## [Tarefa curta]
Edite a listagem abaixo, trocando "tree trunk" por "branch" e mantendo todo o resto igual. Por favor, deixe as imagens fora da resposta.

(Registros de dados sobre a localização de objetos)
▼

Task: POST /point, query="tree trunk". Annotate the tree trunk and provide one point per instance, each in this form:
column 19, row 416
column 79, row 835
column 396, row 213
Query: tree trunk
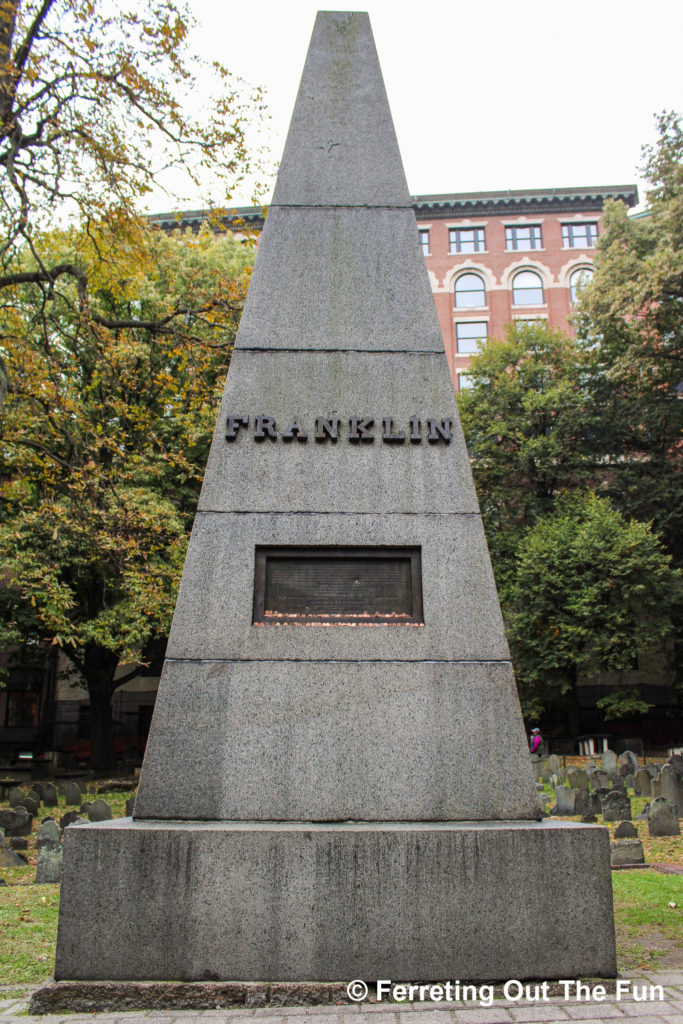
column 99, row 668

▲

## [Solução detalhada]
Task: POST /point, query="branch". Annotate the branch and provide one point per instance, each in this form:
column 19, row 416
column 79, row 835
column 396, row 213
Query: branch
column 99, row 668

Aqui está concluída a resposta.